Saved entries
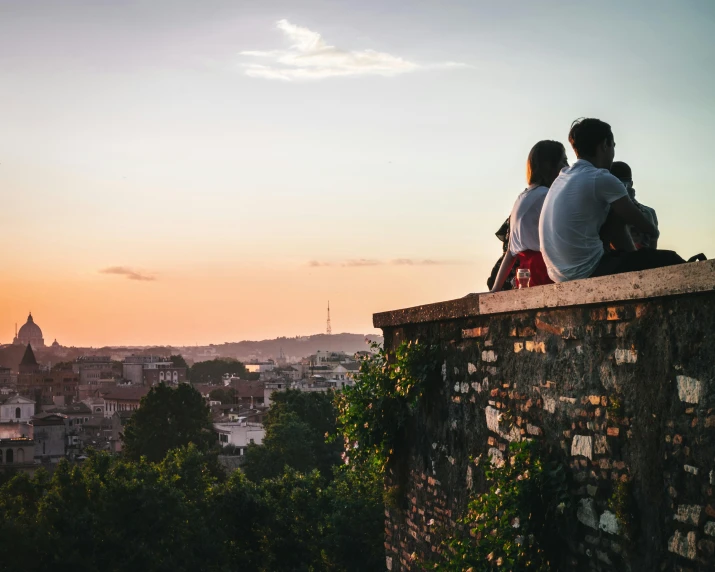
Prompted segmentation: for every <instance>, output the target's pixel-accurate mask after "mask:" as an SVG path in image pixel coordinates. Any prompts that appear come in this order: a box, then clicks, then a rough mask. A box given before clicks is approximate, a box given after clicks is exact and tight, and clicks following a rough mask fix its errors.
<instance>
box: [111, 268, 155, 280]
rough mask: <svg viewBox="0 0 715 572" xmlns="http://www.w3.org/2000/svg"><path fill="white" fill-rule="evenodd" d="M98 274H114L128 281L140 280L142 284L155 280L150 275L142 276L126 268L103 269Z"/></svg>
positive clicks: (128, 268) (135, 271) (130, 269)
mask: <svg viewBox="0 0 715 572" xmlns="http://www.w3.org/2000/svg"><path fill="white" fill-rule="evenodd" d="M99 272H100V274H116V275H118V276H125V277H126V278H127V279H129V280H140V281H143V282H151V281H152V280H156V277H154V276H152V275H150V274H144V273H142V272H139V271H138V270H134V269H132V268H128V267H126V266H110V267H109V268H103V269H102V270H100V271H99Z"/></svg>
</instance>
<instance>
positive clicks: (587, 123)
mask: <svg viewBox="0 0 715 572" xmlns="http://www.w3.org/2000/svg"><path fill="white" fill-rule="evenodd" d="M569 142H570V143H571V146H572V147H573V149H574V151H575V152H576V156H577V157H578V161H576V162H575V163H574V164H573V165H572V166H571V167H568V168H566V169H563V170H562V171H561V173H560V174H559V176H558V177H557V178H556V180H555V181H554V182H553V184H552V185H551V189H550V191H549V194H548V195H547V196H546V199H545V201H544V206H543V208H542V210H541V218H540V220H539V239H540V243H541V253H542V255H543V257H544V262H545V264H546V269H547V271H548V274H549V277H550V278H551V279H552V280H553V281H554V282H566V281H568V280H578V279H580V278H588V277H590V276H602V275H604V274H616V273H619V272H628V271H630V270H644V269H646V268H656V267H658V266H669V265H671V264H679V263H681V262H685V261H684V260H683V259H682V258H680V257H679V256H678V255H677V254H675V253H674V252H671V251H655V250H651V251H650V254H648V253H646V252H645V251H641V252H643V255H641V256H635V255H636V254H638V252H637V251H636V248H635V246H634V244H633V240H632V239H631V237H630V232H629V228H628V227H629V225H632V226H634V227H635V228H636V229H638V230H640V231H641V232H644V233H647V234H649V235H652V236H654V237H656V238H657V237H658V229H657V228H656V227H655V226H654V225H653V224H652V222H651V221H650V220H648V219H647V218H646V217H645V216H644V215H643V213H642V212H641V211H640V209H638V207H636V205H634V204H633V201H631V199H630V197H629V196H628V192H627V191H626V188H625V186H624V185H623V183H622V182H621V181H620V180H619V179H617V178H616V177H614V176H613V175H612V174H611V173H610V172H609V171H608V170H609V169H610V167H611V164H612V163H613V157H614V155H615V147H616V143H615V140H614V138H613V132H612V131H611V126H610V125H608V123H604V122H603V121H600V120H598V119H581V120H579V121H576V122H574V124H573V125H572V126H571V131H570V133H569ZM611 247H612V248H613V250H611Z"/></svg>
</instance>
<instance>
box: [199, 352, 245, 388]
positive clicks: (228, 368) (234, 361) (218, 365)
mask: <svg viewBox="0 0 715 572" xmlns="http://www.w3.org/2000/svg"><path fill="white" fill-rule="evenodd" d="M225 373H230V374H231V375H235V376H237V377H241V378H244V379H245V378H246V374H247V372H246V366H244V365H243V364H242V363H241V362H240V361H238V360H235V359H230V358H221V359H213V360H209V361H199V362H196V363H195V364H194V365H193V367H192V368H191V381H192V383H221V380H222V378H223V374H225Z"/></svg>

EXERCISE DETAILS
How many lines in the data above contain the string "rough", with case counting? Give only the number.

YOUR RESPONSE
2